Data shown below:

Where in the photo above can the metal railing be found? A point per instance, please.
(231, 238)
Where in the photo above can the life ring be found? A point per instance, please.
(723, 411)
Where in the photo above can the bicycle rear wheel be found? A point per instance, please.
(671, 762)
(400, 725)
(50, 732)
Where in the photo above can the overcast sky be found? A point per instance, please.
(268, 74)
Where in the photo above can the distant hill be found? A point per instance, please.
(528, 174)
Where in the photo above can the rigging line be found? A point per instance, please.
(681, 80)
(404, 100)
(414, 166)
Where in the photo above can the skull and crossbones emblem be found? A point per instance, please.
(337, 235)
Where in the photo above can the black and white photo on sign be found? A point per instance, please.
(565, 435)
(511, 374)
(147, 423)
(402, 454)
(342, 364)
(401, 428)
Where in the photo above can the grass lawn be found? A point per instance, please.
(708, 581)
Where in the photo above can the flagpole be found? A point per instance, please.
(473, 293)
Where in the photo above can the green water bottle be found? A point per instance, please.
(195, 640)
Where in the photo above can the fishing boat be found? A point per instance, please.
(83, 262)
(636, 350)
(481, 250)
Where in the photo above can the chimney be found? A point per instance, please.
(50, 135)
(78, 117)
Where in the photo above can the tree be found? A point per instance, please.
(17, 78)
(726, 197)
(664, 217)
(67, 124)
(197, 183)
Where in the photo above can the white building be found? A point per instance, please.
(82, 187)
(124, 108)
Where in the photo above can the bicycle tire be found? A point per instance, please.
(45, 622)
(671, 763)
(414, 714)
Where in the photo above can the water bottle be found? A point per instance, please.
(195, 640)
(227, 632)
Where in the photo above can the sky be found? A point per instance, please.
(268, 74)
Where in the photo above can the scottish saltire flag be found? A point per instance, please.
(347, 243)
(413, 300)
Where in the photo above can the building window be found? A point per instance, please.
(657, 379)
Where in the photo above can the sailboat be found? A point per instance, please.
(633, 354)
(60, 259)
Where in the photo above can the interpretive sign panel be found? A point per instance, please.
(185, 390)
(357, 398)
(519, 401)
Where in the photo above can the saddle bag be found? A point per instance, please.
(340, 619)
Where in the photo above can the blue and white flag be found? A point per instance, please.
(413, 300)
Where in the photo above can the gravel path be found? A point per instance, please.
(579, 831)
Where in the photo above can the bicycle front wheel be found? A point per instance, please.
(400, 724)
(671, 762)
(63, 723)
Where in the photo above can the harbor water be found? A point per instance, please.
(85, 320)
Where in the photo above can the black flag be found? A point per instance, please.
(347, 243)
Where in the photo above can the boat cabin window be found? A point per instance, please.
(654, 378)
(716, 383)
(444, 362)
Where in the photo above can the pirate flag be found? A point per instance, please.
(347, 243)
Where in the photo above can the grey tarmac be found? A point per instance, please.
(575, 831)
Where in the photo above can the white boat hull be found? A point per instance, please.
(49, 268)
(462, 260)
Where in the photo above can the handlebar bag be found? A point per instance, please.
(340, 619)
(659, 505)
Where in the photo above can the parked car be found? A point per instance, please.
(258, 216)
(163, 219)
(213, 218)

End of Data shown.
Data shown below:

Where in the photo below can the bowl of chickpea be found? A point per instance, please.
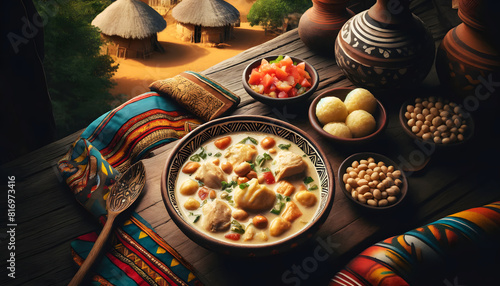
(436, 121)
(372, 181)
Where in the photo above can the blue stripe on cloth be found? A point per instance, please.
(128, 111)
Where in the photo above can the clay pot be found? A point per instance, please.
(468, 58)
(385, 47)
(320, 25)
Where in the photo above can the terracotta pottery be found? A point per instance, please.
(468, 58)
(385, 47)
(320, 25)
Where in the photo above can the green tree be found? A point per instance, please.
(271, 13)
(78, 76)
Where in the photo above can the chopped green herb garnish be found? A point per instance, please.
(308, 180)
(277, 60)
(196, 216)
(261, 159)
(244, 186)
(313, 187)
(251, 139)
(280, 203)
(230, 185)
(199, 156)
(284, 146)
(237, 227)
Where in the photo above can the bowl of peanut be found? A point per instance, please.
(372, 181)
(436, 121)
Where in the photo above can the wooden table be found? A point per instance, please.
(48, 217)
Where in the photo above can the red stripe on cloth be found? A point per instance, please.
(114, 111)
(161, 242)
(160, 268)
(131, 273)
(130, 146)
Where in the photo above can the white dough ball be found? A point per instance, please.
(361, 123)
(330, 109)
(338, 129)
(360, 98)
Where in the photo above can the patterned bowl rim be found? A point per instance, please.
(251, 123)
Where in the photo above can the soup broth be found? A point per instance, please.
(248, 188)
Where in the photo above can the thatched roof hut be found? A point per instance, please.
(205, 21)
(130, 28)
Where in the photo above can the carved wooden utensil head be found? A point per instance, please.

End of Data shown.
Data shown below:

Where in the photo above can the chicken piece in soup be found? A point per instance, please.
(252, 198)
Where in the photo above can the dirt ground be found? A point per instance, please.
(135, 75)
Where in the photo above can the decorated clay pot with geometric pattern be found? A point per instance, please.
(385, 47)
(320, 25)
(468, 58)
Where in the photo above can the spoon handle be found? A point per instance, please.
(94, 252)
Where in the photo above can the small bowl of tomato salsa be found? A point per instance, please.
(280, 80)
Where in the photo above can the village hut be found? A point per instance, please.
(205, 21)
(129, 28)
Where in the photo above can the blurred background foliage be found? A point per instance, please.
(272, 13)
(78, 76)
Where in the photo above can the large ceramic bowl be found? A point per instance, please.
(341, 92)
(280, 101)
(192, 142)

End of Data shown.

Copy out the lines above exactly, beginning at the one that contains "Where in the photo above can the green tree" and ending at the one that contains "Where in the photo above can the carved".

Where in the photo above can the green tree be found? A point per instance, please.
(271, 13)
(78, 76)
Where in the photo above can the chopped green herb garnish be found? A point per instance, please.
(308, 180)
(277, 60)
(196, 216)
(261, 159)
(244, 186)
(313, 187)
(251, 139)
(280, 203)
(230, 185)
(199, 156)
(284, 146)
(237, 227)
Where in the photo above can the bowl of peanut be found? A point per instance, please.
(372, 181)
(436, 121)
Where in the photo above can the wooden table be found? A point per instance, please.
(48, 217)
Where in the photo above can the red stripe on cloth be found? A point per instance, please.
(114, 111)
(161, 242)
(160, 268)
(131, 273)
(130, 146)
Where in the photo above can the white dough ball be found? A point per instance, please.
(361, 123)
(330, 109)
(338, 129)
(360, 98)
Where in the photo above can the patterned bowl rim be found? A point per instance, please.
(251, 123)
Where in the photo above can the soup broth be found? A point per instance, please.
(248, 188)
Where in the photo above can the thatched roof hut be found? A point per instance, please.
(205, 21)
(130, 28)
Where in the photo above can the carved wooden utensil head be found? A point per instance, please.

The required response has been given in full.